------ PAGE EXTRACT ------

2023 comedy-horror, dir. Chris McKay, Nicholas Hoult, Awkwafina:
IMDb /
allmovie. What if
Dracula's servitor tried to get out from under his thumb?
It's a great idea. Renfield has been dominated by Dracula's
charisma, but finally wakes up to the fact that he's being a horrible
person serving a worse person, and tries to do something good instead.
And Hoult impressed me in Mad Max: Fury Road and the very early
Warm Bodies, in both of which he's also a put-upon guy who comes to
believe in his own value as a person. Awkwafina plays a cop obsessed
with taking down the crime family that killed her father; she was
decent in a small part in Ocean's 8. And in more minor roles, we
have Nicolas Cage as Dracula (he was the original choice to play him
in Shadow of the Vampire until Malkovich turned up), and Shohreh
Aghdashloo as the crime boss.
But while there's a very solid cast, we have an original pitch by the
guy who co-created The Walking Dead, turned into a script by one of
the writers on Rick and Morty, and directed by the guy who directed
Robot Chicken. Nothing is ever any more complex than it appears on
the surface. There are some potentially interesting concepts but none
of them is ever developed.
Also, we get Ben Schwarz as the crime boss's failson; he usually works
as a comedian and that's basically what he does here too. Someone as
ruthless as his mother is meant to be would have thrown him to the
sharks years ago.

------ STUDY MATERIAL ------

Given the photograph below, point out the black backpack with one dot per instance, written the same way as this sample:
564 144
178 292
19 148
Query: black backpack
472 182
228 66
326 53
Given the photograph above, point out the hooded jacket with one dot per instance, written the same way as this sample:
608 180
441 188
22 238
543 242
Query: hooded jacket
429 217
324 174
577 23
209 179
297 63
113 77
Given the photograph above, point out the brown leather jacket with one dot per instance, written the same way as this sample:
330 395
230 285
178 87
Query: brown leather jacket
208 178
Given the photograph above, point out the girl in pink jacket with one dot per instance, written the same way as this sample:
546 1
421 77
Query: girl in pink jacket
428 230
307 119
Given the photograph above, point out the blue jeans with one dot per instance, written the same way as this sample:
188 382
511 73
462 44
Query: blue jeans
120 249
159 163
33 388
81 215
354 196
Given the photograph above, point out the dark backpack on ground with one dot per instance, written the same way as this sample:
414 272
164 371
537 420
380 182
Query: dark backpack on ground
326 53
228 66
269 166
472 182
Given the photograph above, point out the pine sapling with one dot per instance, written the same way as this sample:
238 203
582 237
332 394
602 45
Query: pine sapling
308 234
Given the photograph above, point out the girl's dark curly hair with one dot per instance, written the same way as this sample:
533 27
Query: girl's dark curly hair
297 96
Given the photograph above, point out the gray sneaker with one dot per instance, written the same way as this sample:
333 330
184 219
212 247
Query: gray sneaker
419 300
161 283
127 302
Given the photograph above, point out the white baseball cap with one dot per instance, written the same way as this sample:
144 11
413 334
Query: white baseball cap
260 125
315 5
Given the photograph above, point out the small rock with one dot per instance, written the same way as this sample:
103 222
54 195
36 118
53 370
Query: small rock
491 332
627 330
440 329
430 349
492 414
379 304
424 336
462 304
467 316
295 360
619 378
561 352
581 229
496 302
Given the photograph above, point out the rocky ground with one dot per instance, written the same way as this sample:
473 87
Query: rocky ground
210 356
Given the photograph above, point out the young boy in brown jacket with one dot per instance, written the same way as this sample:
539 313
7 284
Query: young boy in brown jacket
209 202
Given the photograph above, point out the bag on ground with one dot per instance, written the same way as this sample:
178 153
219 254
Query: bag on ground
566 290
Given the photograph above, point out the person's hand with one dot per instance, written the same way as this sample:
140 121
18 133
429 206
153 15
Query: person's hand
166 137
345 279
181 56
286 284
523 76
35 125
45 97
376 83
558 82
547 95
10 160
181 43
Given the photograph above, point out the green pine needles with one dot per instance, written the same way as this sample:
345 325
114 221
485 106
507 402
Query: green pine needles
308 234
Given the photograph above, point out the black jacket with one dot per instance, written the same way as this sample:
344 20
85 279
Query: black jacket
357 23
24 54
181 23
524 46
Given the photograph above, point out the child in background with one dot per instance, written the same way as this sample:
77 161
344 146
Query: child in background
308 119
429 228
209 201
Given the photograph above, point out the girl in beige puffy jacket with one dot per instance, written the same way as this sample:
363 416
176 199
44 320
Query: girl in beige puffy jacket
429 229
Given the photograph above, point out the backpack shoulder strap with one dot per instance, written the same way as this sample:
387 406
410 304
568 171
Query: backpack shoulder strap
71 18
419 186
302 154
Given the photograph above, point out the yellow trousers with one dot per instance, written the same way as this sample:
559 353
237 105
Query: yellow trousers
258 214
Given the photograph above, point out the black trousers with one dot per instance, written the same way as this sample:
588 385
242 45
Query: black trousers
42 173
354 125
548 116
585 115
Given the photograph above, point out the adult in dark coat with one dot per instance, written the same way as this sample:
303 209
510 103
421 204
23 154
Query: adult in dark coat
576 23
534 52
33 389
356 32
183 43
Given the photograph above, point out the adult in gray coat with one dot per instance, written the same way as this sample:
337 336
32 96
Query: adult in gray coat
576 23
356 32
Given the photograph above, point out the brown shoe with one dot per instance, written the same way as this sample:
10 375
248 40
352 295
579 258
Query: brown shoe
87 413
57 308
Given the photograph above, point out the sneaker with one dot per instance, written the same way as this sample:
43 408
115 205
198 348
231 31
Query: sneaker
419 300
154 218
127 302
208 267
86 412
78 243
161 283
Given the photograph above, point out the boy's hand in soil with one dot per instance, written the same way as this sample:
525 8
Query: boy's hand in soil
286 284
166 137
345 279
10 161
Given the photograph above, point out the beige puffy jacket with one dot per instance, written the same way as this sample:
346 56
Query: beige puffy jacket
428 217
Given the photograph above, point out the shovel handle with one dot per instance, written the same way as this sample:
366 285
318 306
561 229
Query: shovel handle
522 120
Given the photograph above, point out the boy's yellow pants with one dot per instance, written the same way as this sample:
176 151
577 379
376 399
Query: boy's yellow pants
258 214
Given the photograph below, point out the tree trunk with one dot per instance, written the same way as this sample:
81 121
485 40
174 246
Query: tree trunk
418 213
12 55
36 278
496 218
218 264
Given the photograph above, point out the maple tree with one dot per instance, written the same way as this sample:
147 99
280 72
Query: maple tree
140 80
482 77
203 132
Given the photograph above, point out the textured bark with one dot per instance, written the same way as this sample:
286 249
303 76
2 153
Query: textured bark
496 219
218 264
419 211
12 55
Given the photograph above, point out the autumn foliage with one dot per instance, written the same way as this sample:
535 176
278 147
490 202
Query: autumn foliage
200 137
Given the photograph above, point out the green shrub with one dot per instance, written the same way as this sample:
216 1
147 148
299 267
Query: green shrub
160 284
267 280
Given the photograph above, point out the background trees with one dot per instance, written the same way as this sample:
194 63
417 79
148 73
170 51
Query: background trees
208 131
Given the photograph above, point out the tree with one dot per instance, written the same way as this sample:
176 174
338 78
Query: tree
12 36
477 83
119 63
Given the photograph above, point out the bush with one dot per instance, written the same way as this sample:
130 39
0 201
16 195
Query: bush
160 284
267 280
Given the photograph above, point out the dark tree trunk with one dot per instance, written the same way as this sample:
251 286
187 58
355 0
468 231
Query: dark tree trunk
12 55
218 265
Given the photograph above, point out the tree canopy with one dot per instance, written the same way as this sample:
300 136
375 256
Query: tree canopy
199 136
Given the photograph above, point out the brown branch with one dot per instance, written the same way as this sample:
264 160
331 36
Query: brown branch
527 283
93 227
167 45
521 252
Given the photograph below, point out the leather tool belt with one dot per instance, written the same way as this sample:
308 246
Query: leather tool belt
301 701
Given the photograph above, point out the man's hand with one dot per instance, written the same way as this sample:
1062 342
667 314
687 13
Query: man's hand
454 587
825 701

------

THE PROBLEM => In the Renfield review, why does the reviewer find the crime boss's son implausible?

ANSWER FOR THE TASK => The reviewer says that someone as ruthless as his mother is meant to be would have thrown him to the sharks years ago.